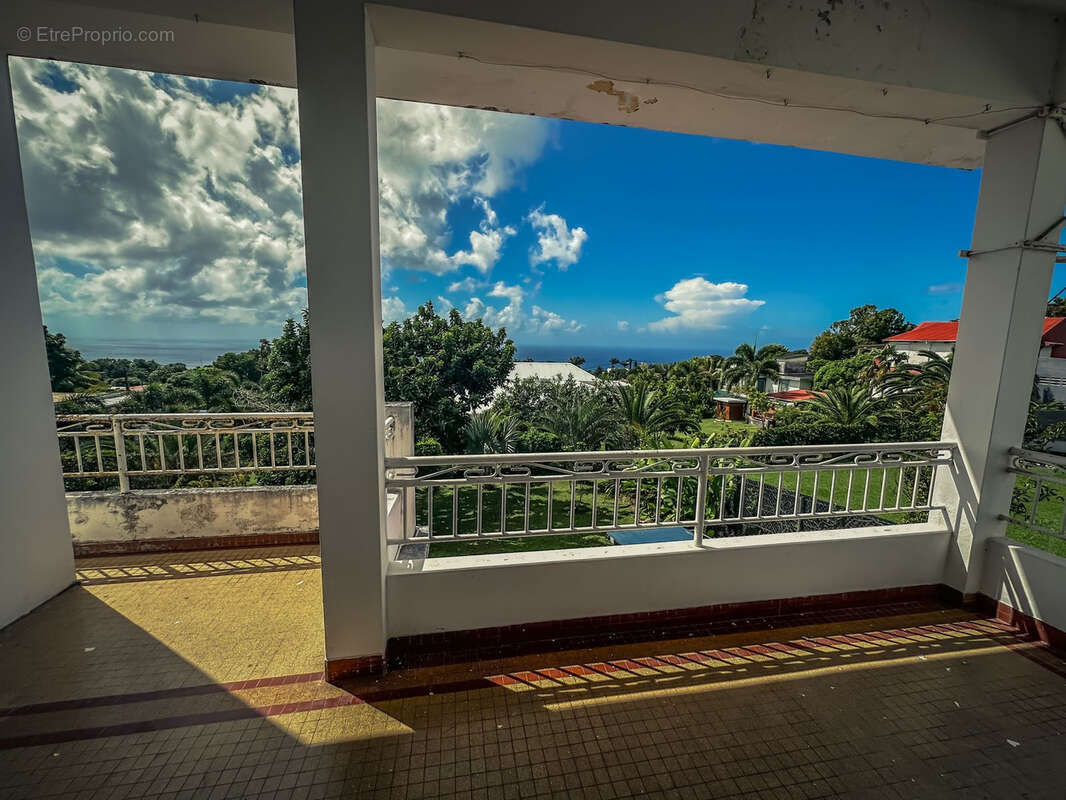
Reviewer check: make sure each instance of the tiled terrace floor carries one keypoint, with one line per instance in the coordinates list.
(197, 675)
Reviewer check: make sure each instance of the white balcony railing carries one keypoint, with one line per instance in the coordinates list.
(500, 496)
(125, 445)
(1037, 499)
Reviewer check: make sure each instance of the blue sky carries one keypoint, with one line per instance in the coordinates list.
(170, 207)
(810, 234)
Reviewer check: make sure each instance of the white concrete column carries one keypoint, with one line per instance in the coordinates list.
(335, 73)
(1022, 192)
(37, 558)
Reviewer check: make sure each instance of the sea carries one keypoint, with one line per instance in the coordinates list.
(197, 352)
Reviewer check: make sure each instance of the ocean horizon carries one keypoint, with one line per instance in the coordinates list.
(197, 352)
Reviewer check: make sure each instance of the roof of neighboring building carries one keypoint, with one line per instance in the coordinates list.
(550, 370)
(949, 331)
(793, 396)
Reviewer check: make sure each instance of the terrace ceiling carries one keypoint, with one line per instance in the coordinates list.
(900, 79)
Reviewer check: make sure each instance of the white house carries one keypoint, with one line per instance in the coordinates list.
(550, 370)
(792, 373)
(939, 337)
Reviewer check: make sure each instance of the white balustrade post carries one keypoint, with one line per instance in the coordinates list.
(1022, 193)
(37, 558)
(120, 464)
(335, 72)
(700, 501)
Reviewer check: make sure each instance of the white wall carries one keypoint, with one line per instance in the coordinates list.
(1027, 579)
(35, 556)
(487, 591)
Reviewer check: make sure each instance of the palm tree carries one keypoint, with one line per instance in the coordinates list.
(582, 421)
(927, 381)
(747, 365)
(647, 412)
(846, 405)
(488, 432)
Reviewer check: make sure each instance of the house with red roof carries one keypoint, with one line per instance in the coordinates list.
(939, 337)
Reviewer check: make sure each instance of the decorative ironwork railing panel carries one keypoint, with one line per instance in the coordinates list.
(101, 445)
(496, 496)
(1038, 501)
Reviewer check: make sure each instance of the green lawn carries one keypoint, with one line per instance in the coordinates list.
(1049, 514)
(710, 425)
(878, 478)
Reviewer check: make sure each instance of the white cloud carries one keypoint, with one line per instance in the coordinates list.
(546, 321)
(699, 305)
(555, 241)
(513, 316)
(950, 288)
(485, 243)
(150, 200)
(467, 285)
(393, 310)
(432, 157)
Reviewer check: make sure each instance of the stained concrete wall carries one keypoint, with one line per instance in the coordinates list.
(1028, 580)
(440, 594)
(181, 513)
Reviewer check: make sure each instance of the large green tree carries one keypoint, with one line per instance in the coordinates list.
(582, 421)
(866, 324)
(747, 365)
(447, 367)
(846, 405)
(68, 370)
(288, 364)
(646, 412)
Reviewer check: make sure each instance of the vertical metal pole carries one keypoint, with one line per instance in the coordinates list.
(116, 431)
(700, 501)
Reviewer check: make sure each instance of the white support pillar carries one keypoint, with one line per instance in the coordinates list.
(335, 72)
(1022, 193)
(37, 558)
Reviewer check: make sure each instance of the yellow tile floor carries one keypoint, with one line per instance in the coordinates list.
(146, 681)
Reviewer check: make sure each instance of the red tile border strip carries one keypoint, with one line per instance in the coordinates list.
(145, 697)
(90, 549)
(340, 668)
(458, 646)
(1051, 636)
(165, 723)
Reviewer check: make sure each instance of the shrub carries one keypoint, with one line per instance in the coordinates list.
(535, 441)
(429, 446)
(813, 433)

================

**WORK INSTRUCTIONS**
Please give only the lines starting at the one containing "Reviewer check: make sure each instance of the red" and ending at the last of the items, with "shrub" replaced by "bush" and nothing else changed.

**REPLY TO THE TASK**
Reviewer check: make sure each instance of the red tile border strip carries one keypoint, with one line per instance in the coordinates list.
(145, 697)
(90, 549)
(340, 668)
(458, 646)
(1051, 636)
(165, 723)
Reviewer check: make sure each instance of the bush carries one keypoint, with one line per instance in the coordinates list.
(535, 441)
(429, 446)
(813, 433)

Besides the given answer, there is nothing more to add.